(Text-to-region grounding data)
----

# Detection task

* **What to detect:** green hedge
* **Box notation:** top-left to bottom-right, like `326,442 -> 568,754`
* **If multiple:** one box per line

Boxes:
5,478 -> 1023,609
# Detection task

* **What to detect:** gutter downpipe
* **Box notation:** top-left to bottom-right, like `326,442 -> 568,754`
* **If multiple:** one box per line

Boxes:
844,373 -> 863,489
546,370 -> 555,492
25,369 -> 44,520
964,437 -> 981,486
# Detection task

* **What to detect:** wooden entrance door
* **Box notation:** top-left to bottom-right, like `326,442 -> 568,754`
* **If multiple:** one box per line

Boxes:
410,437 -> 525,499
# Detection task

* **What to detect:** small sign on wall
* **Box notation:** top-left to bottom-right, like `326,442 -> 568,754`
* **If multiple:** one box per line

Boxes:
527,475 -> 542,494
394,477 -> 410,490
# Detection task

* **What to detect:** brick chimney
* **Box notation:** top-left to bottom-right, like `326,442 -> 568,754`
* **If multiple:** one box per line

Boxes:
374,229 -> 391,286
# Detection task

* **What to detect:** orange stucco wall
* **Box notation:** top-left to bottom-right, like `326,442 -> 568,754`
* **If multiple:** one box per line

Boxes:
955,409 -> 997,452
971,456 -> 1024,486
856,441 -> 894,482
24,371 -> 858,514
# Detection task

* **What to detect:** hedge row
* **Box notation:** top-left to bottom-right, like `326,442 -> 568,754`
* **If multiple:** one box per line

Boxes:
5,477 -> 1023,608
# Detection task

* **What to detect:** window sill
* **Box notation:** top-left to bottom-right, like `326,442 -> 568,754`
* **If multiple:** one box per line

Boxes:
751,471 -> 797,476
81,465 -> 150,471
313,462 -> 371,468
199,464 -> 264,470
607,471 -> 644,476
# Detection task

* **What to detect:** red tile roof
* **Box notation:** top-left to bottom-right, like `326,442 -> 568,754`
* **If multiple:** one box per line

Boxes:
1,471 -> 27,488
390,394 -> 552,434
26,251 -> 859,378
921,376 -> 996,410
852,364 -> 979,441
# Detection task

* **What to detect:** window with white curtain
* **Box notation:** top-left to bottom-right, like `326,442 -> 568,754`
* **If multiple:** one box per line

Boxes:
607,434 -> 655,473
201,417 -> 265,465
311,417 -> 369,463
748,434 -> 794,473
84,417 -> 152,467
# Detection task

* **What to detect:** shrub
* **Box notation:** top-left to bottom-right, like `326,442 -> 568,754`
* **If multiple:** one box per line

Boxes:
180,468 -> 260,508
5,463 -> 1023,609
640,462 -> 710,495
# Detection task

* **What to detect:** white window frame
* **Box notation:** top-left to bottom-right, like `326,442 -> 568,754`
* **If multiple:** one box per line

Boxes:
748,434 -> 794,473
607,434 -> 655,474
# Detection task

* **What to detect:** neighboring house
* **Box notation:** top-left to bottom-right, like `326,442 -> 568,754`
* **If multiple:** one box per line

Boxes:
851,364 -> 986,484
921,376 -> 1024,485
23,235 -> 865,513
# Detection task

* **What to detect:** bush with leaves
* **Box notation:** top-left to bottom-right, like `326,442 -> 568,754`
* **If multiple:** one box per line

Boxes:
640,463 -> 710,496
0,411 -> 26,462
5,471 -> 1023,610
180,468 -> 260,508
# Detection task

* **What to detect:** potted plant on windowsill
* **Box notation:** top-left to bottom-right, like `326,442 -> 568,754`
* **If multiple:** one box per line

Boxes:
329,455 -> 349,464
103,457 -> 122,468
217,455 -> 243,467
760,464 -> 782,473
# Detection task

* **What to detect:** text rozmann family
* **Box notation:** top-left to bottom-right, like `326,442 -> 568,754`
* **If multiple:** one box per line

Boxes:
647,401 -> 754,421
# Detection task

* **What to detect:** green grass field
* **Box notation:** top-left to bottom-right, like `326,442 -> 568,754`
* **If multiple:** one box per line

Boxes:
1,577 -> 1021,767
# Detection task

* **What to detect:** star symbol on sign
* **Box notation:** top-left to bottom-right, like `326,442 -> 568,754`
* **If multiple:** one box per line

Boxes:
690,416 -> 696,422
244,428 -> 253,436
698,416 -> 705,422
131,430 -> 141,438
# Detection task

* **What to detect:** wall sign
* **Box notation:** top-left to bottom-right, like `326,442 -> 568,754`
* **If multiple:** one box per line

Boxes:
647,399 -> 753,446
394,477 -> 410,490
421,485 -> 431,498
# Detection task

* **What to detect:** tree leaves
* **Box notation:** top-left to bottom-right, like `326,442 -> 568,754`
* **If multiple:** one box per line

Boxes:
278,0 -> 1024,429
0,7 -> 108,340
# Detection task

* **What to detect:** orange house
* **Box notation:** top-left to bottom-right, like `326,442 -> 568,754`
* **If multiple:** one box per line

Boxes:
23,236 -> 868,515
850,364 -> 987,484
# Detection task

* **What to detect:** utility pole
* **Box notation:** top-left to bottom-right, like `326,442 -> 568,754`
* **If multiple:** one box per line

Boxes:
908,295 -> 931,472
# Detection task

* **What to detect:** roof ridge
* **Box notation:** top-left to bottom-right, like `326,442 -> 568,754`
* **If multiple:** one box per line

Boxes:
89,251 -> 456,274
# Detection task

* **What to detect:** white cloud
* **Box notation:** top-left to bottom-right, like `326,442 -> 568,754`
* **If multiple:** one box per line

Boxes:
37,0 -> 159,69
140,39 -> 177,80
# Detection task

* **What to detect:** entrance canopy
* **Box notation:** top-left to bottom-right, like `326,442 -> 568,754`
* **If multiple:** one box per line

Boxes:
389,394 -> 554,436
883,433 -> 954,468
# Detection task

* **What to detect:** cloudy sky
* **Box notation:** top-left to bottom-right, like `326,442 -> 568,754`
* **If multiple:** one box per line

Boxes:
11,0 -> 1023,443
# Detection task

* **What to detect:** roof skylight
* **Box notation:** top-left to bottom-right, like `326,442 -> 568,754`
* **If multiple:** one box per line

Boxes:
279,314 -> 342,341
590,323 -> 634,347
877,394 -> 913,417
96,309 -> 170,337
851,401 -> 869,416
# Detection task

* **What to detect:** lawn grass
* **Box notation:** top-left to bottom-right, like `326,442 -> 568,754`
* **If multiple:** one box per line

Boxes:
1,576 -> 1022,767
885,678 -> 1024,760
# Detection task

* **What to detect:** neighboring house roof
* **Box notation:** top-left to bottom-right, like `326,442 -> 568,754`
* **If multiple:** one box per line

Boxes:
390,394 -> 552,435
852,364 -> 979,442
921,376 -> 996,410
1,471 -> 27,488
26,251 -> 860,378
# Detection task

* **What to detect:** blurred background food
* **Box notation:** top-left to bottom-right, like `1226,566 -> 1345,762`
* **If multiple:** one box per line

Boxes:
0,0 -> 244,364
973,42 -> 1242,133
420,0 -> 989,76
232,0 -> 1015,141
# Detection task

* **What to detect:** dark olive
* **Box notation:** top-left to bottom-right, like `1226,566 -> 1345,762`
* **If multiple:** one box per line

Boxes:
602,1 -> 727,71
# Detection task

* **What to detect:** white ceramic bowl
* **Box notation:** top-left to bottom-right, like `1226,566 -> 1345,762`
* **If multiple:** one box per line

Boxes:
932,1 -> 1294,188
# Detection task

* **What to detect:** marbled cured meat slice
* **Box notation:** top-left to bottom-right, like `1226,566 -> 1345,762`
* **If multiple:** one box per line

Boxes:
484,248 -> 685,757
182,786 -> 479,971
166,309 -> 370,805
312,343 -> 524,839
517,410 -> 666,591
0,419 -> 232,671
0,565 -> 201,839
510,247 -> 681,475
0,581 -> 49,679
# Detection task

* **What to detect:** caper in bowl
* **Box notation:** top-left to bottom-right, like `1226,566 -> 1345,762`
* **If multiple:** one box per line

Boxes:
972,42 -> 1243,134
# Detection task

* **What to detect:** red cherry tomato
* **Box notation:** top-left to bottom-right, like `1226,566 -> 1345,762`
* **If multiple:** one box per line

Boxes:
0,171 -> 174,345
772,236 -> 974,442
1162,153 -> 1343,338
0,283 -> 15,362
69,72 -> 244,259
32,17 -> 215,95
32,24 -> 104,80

----

Task directions: Wherever a line of the data holds "hedge", copy that line.

Solution below:
* **What to detect:** green hedge
* **What to detect:** hedge row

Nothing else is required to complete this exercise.